Segmentation mask data
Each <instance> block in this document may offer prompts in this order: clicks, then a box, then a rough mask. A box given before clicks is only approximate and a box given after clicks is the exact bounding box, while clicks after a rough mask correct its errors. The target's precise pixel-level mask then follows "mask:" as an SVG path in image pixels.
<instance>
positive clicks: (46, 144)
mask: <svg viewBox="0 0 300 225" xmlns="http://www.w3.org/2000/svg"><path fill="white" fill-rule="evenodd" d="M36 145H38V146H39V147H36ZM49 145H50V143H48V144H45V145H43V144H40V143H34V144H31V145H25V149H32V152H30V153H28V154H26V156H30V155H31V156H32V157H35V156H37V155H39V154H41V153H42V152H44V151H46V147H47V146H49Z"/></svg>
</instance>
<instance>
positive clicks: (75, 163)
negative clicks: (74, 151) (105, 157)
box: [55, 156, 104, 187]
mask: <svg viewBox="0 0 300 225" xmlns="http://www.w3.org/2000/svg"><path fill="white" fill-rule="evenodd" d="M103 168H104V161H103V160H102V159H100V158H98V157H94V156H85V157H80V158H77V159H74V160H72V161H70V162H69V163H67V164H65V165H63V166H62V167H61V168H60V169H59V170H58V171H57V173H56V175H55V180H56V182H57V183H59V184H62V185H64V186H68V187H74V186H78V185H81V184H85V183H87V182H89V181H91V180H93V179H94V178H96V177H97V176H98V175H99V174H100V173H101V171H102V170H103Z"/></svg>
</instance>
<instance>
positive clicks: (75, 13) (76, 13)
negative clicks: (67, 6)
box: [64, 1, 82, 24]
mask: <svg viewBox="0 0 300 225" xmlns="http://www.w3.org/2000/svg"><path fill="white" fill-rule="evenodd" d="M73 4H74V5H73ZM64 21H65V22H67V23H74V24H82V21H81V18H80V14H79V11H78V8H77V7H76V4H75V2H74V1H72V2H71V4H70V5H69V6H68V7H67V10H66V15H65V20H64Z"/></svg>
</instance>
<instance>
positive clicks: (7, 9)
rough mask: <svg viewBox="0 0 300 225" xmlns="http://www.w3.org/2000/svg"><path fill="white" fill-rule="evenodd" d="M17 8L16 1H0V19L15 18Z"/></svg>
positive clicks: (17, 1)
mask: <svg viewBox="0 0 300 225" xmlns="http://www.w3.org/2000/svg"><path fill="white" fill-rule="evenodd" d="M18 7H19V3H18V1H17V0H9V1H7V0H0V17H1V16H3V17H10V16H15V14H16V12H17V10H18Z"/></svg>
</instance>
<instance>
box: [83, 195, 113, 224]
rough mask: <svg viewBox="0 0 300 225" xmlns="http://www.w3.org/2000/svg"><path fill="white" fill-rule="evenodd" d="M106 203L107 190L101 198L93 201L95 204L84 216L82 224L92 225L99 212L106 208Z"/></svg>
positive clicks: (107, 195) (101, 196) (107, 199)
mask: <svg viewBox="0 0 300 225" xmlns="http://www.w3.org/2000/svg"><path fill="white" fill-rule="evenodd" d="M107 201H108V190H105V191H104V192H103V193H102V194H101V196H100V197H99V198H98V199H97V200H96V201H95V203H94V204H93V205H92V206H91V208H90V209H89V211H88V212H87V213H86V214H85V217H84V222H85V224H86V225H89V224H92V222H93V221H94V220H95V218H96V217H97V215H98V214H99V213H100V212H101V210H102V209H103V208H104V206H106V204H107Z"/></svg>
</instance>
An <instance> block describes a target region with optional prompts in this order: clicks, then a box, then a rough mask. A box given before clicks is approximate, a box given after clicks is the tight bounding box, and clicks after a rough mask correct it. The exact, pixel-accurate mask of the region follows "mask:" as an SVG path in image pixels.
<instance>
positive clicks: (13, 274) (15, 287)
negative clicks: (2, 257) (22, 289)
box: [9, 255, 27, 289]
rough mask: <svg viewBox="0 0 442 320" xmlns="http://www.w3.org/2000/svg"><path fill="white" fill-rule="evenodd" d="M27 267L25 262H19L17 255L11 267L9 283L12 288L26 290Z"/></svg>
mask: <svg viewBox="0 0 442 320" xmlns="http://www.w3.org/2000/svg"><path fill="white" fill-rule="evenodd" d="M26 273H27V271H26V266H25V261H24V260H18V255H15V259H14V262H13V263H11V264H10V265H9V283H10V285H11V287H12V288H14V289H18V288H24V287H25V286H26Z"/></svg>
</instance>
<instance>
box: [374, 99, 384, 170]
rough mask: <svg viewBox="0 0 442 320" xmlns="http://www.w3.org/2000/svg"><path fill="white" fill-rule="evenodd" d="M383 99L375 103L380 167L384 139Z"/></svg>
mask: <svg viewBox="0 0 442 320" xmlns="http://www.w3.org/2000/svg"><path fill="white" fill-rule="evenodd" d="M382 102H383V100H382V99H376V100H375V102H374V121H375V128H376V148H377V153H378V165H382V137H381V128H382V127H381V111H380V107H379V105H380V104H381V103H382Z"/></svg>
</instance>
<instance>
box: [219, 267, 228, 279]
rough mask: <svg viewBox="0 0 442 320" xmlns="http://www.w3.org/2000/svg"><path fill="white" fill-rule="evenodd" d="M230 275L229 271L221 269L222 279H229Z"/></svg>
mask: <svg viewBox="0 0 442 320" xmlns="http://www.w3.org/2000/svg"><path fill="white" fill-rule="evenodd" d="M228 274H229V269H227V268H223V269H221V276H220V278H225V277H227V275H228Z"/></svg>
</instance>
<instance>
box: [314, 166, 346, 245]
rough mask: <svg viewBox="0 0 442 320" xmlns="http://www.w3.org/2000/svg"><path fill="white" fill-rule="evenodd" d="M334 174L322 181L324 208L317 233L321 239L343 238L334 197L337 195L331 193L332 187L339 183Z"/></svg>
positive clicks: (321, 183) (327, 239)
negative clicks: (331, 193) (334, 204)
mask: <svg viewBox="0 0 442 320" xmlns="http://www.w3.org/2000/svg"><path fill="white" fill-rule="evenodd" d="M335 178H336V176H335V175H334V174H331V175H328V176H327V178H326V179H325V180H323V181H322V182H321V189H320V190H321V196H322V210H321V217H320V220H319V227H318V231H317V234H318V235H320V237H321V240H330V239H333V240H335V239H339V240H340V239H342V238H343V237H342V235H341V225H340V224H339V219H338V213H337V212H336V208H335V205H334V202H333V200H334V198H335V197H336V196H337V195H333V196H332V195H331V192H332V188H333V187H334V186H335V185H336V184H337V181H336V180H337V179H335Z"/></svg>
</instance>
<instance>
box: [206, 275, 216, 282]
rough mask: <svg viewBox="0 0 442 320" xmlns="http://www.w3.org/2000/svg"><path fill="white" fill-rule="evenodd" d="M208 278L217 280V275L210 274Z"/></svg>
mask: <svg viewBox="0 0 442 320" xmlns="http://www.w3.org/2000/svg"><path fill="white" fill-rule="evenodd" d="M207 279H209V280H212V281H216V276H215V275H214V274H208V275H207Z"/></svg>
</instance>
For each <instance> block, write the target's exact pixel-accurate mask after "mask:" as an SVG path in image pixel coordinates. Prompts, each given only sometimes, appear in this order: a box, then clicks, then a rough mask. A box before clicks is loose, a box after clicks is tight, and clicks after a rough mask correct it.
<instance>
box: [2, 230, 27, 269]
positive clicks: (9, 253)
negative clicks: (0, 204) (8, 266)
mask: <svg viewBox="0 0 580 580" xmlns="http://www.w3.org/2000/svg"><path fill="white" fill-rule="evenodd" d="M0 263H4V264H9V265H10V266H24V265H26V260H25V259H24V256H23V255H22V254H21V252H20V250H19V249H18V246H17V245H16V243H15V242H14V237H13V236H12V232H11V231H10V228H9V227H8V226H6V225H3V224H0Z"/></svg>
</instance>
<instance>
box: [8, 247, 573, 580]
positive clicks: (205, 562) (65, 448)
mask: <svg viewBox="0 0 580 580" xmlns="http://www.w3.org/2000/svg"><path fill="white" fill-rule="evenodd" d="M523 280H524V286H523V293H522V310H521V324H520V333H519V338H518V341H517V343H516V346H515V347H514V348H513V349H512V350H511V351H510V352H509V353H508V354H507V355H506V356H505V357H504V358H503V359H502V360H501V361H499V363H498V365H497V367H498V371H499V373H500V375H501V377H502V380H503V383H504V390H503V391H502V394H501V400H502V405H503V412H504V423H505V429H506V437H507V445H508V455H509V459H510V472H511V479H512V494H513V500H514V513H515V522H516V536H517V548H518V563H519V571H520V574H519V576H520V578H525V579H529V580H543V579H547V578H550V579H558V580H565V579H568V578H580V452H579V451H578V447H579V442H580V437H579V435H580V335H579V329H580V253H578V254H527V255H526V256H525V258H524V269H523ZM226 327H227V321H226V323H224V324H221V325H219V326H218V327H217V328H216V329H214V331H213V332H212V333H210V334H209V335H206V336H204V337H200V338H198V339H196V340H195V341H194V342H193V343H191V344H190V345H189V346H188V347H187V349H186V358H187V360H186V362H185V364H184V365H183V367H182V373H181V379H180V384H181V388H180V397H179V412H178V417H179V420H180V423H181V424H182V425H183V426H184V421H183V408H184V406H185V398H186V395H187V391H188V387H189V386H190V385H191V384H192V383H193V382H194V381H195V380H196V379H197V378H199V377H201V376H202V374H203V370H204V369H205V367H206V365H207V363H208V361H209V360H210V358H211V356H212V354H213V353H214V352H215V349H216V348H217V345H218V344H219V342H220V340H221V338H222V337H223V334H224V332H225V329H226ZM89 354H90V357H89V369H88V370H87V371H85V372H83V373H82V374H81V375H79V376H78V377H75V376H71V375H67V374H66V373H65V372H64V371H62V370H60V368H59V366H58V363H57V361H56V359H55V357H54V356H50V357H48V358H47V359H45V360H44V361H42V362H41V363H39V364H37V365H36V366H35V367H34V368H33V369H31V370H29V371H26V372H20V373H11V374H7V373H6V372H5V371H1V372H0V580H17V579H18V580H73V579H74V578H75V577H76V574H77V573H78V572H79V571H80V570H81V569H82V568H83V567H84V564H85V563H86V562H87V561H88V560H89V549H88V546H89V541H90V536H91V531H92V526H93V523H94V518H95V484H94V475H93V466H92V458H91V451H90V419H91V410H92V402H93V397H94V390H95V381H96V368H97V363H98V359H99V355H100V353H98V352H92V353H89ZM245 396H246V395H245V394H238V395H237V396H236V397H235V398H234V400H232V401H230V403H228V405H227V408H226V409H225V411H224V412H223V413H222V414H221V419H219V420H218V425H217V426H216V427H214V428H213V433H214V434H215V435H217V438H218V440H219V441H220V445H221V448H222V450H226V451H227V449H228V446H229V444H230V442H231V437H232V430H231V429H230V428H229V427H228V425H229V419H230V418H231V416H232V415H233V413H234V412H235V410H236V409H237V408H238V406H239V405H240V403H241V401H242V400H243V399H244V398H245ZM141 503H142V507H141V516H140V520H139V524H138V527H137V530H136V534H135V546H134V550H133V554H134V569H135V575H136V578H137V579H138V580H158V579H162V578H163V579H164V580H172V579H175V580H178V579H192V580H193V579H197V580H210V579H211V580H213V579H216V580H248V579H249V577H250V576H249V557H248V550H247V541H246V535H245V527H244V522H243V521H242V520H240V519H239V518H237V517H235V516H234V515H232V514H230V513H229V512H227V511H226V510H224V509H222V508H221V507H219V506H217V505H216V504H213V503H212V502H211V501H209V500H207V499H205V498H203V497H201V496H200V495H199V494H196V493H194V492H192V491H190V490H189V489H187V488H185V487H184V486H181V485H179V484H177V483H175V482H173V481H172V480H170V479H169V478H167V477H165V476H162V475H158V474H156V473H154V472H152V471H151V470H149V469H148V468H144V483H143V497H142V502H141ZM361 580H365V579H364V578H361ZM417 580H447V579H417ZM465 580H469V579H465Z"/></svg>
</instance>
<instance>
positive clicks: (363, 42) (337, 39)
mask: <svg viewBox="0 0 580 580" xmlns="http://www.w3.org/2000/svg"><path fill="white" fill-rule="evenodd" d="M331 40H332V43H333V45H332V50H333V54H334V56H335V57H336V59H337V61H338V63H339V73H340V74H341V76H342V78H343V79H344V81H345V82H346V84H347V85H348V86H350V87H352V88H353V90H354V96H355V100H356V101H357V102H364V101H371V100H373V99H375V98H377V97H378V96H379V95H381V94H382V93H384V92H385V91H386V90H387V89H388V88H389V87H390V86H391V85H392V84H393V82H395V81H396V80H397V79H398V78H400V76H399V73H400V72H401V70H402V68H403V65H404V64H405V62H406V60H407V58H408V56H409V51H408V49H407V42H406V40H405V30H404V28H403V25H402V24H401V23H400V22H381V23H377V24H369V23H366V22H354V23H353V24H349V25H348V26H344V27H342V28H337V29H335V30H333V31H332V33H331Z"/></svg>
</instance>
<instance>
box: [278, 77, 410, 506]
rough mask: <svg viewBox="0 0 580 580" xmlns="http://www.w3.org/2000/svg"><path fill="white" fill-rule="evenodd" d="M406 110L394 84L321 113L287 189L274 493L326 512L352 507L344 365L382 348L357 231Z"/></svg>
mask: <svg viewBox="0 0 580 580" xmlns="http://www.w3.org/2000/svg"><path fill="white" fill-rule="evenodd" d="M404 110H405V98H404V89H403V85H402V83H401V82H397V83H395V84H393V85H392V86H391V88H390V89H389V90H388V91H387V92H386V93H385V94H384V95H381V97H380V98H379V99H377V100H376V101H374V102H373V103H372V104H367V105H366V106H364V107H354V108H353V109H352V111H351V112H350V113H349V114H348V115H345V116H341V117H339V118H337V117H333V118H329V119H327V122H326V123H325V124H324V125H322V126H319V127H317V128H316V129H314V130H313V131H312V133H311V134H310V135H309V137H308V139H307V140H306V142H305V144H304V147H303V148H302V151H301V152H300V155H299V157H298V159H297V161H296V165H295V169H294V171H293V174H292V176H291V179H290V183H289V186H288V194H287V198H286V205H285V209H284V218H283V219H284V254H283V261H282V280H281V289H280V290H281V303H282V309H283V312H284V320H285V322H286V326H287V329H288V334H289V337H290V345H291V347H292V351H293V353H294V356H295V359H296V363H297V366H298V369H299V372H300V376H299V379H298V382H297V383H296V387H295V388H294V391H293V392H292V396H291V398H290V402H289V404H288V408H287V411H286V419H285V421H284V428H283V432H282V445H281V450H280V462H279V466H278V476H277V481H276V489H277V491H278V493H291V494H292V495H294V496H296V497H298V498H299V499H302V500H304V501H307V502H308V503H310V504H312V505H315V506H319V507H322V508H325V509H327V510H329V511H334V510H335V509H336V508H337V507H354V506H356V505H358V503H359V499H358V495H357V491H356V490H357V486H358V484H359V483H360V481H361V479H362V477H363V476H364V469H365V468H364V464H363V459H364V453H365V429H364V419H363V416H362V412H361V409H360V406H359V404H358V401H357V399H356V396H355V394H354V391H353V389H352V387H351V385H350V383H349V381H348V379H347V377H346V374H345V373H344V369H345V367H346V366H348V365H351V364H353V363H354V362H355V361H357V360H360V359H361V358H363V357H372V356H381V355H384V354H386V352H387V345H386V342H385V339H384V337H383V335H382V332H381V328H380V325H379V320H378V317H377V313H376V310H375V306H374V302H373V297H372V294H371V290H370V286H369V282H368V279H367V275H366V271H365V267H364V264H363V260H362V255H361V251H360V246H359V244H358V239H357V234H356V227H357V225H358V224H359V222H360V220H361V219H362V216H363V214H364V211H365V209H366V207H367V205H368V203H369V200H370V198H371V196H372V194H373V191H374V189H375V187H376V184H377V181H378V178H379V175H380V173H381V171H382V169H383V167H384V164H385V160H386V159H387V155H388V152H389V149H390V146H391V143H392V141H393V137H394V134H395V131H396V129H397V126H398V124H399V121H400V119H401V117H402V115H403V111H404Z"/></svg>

Action item
If a line of the entries holds the word "image", copy it out.

Problem solution
Each <instance> block in this document may offer prompts in this order: clicks, then a box, then a rough mask. A box given before clicks is only approximate and a box given after clicks is the exact bounding box, while clicks after a rough mask correct its errors. The target's precise pixel-level mask then follows "mask:" as an SVG path in image pixels.
An <instance> block describes a target region with optional prompts in this order: clicks, then a box, then a rough mask. A box given before clicks is approximate, a box given after clicks is the tight bounding box, and clicks after a rough mask correct it. The exact, pixel-accurate mask of the region follows "mask:" as an SVG path in image pixels.
For each <instance> block, write the target's exact pixel-accurate mask after "mask:" as an SVG path in image pixel coordinates. Prompts, each given only sometimes, appear in this order: a box, then clicks, then a rough mask. A box before clicks is loose, a box after clicks is tight, and clicks after a rough mask correct it.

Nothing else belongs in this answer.